[Pacemaker] [Problem] The attrd does not sometimes stop.
Andrew Beekhof
andrew at beekhof.net
Mon Jan 16 12:42:32 UTC 2012
On Mon, Jan 16, 2012 at 11:30 PM, Andrew Beekhof <andrew at beekhof.net> wrote:
> On Mon, Jan 16, 2012 at 11:27 PM, Andrew Beekhof <andrew at beekhof.net> wrote:
>> I know I could just apply the patch and be done, but I'd like to
>> understand this so it works for the right reason.
>>
>> On Mon, Jan 16, 2012 at 7:30 PM, Lars Ellenberg
>> <lars.ellenberg at linbit.com> wrote:
>>> On Mon, Jan 16, 2012 at 04:46:58PM +1100, Andrew Beekhof wrote:
>>>> > Now we proceed to the next mainloop poll:
>>>> >
>>>> >> poll([{fd=7, events=POLLIN|POLLPRI}, {fd=4, events=POLLIN|POLLPRI}, {fd=5, events=POLLIN|POLLPRI}], 3, -1
>>>> >
>>>> > Note the -1 (infinity timeout!)
>>>> >
>>>> > So even though the trigger was (presumably) set,
>>>> > and the ->prepare() should have returned true,
>>>> > the mainloop waits forever for "something" to happen on those file descriptors.
>>>> >
>>>> >
>>>> > I suggest this:
>>>> >
>>>> > crm_trigger_prepare should set *timeout = 0, if trigger is set.
>>>> >
>>>> > Also think about this race: crm_trigger_prepare was already
>>>> > called, only then the signal came in...
>>>> >
>>>> > diff --git a/lib/common/mainloop.c b/lib/common/mainloop.c
>>>> > index 2e8b1d0..fd17b87 100644
>>>> > --- a/lib/common/mainloop.c
>>>> > +++ b/lib/common/mainloop.c
>>>> > @@ -33,6 +33,13 @@ static gboolean
>>>> > crm_trigger_prepare(GSource * source, gint * timeout)
>>>> > {
>>>> > crm_trigger_t *trig = (crm_trigger_t *) source;
>>>> > + /* Do not delay signal processing by the mainloop poll stage */
>>>> > + if (trig->trigger)
>>>> > + *timeout = 0;
>>>> > + /* To avoid races between signal delivery and the mainloop poll stage,
>>>> > + * make sure we always have a finite timeout. Unit: milliseconds. */
>>>> > + else
>>>> > + *timeout = 5000; /* arbitrary */
>>>> >
>>>> > return trig->trigger;
>>>> > }
>>>> >
>>>> >
>>>> > This scenario does not let the blocked IPC off the hook, though.

*Dataset extract*
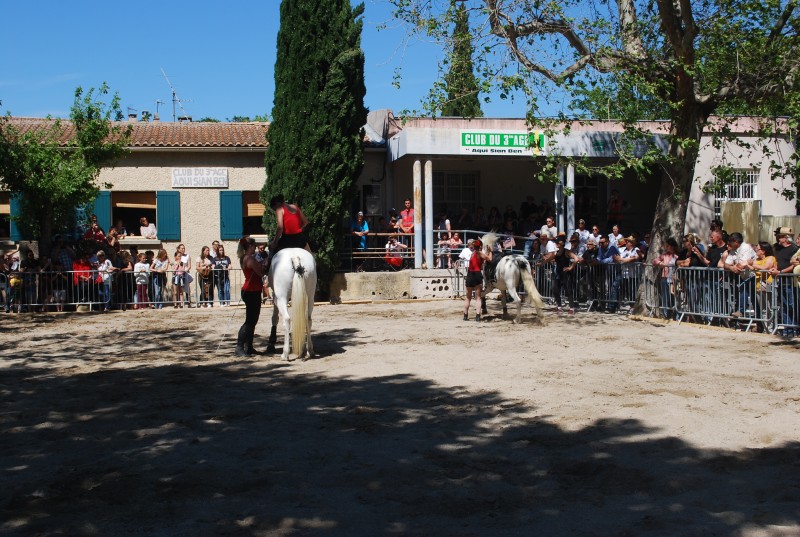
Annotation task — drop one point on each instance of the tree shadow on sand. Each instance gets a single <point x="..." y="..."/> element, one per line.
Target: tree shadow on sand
<point x="255" y="447"/>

*Task requirements*
- a) Can you rewrite the paragraph beginning "So even though the trigger was" in the attrd thread above more briefly, keeping its main facts?
- b) Can you pick up the mailing-list thread about attrd not stopping and continue it from its final line?

*Per-task answers*
- a) Although the trigger was presumably set and ->prepare() should have returned true, the mainloop waits indefinitely for activity on those file descriptors.

- b)
>>>> > That is still possible, both for blocking send and blocking receive,
>>>> > so that should probably be fixed as well, somehow.
>>>> > I'm not sure how likely this "stuck in blocking IPC" is, though.
>>>>
>>>> Interesting, are you sure you're in the right function though?
>>>> trigger and signal events don't have a file descriptor... wouldn't
>>>> these polls be for the IPC related sources and wouldn't they be
>>>> setting their own timeout?
>>>
>>> http://developer.gnome.org/glib/2.30/glib-The-Main-Event-Loop.html#GSourceFuncs
>>>
>>> iiuc, mainloop does something similar to (oversimplified):
>>> timeout = -1; /* infinity */
>>> for s in all GSource
>>> tmp_timeout = -1;
>>> s->prepare(s, &tmp_timeout)
>>> if (tmp_timeout >= 0 && tmp_timeout < timeout)
>>> timeout = tmp_timeout;
>>>
>>> poll(GSource fd set, n, timeout);
>>
>> I'm looking at the glib code again now, and it still looks to me like
>> the trigger and signal sources do not appear in this fd set.
>> Their setup functions would have to have called g_source_add_poll()
>> somewhere, which they don't.
>>
>> So I'm still not seeing why its a trigger or signal sources' fault
>> that glib is doing a never ending call to poll().
>> poll() is going to get called regardless of whether our prepare
>> function returns true or not.
>>
>> Looking closer, crm_trigger_prepare() returning TRUE results in:
>> ready_source->flags |= G_SOURCE_READY;
>>
>> which in turn causes:
>> context->timeout = 0;
>>
>> which is essentially what adding
>> if (trig->trigger)
>> *timeout = 0;
>>
>> to crm_trigger_prepare() was intended to achieve.
>>
>> Shouldn't the fd, ipc or wait sources (who do call g_source_add_poll()
>> and could therefor cause poll() to block forever) have a sane timeout
>> in their prepare functions?
>> Or is it because the signal itself is interrupting some essential part
>> of G_CH_prepare_int() and friends?
>>
>>>
>>> for s in all GSource
>>> if s->check(s)
>>> s->dispatch(s, ...)
>>>
>>> And at some stage it also orders by priority, of course.
>>>
>>> Also compare with the comment above /* Sigh... */ in glue G_SIG_prepare().
>>>
>>> BTW, the mentioned race between signal delivery and mainloop already
>>> doing the poll stage could potentially be solved by using
>>
>> Again, since nothing related to the signal source ever appears in the
>> call to poll(), I'm not seeing where the race comes from.
>> Or am I missing something obvious?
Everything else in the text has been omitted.